• **Exercises**
- a) Repeat everything in the news report on Russian mobilization and sanctions from "Putin stated that" down to "Russia in Ukraine.".
- b) Pick up the news report on Russian mobilization and sanctions after its final sentence and carry it forward.

• **Page excerpt**
>>>

Putin stated that there are no plans to expand the military mobilization and that the drive will be over within two weeks.
“Mobilization is ending. I assume in two weeks all mobilizing measures will be over,” he continued.
Some 222,000 out of the planned 300,000 Russians have already been drafted into the army so far, the Russian leader noted.
EU foreign ministers will not sanction Iran over drones
A senior EU official said that European Union foreign ministers meeting in Luxembourg on Monday would not take any decisions on additional Iran sanctions after alleged drones delivered from Tehran to Moscow.
The official added that the 27-nation bloc is still trying to find independent evidence for the use of Iranian drones by Russia in Ukraine.
Iranian officials have dismissed reports claiming that Iranian-made drones were being sent to Russia “for use in the war in Ukraine,” calling them “baseless.”
US threatens sanctions on countries that back Russia
The United States can impose sanctions on countries and companies that provide ammunition to Russia or support its military-industrial complex, the US Treasury Department has said.
Deputy Treasury Secretary Wally Adeyemo stated the department would issue guidance to make clear that Washington is willing and able to impose such a crackdown.
“This morning, Treasury’s Office of Foreign Assets Control [OFAC] is issuing guidance making clear that we are willing and able to sanction people, companies, or countries that provide ammunition to Russia or support Russia’s military-industrial complex,” Adeyemo added.

<<<

• **Data excerpt**
>>>

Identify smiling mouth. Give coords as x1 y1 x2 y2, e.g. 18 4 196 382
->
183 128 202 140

<<<

• **Exercise responses**
- a)
Putin stated that there are no plans to expand the military mobilization and that the drive will be over within two weeks.
“Mobilization is ending. I assume in two weeks all mobilizing measures will be over,” he continued.
Some 222,000 out of the planned 300,000 Russians have already been drafted into the army so far, the Russian leader noted.
EU foreign ministers will not sanction Iran over drones
A senior EU official said that European Union foreign ministers meeting in Luxembourg on Monday would not take any decisions on additional Iran sanctions after alleged drones delivered from Tehran to Moscow.
The official added that the 27-nation bloc is still trying to find independent evidence for the use of Iranian drones by Russia in Ukraine.

- b)
OFAC and the Department of Commerce’s Bureau of Industry and Security will also issue an alert “outlining our actions against Russia’s military-industrial complex and the risks for those providing material support for Russia’s invasion of Ukraine”, he added.
Western sanctions are hurting Russia’s ability to replenish military supplies: Intelligence analysis
Western sanctions have sharply curtailed Russia’s ability to replenish the munitions it is using in Ukraine, according to a new analysis from the US Office of the Director of National Intelligence, forcing Moscow to task its intelligence services with finding ways to evade restrictions and procure the critical technology and parts to sustain its war effort.
Russia has lost more than 6,000 pieces of equipment since the war began nearly eight months ago, the analysis obtained by CNN shows, with the country’s military struggling to acquire the microchips, engines and thermal imaging technology required to make new weapons.
Sweeping Western restrictions on exports to Russia have forced the country’s defense industrial facilities to periodically go idle. Two of the country’s largest domestic microelectronics manufacturers were forced to temporarily halt production because they weren’t able to secure necessary foreign components. And a shortage of bearings — a low-tech component — has undermined the production of tanks, aircraft, submarines and other military systems.
Even as early as May, only a few months into the war, the Russian defense industry found itself short of supplies and components for marine diesel engines, helicopter and aircraft parts and fire control systems, according to the analysis. And Russia has turned to Soviet-era tanks, removing them from storage to use in Ukraine.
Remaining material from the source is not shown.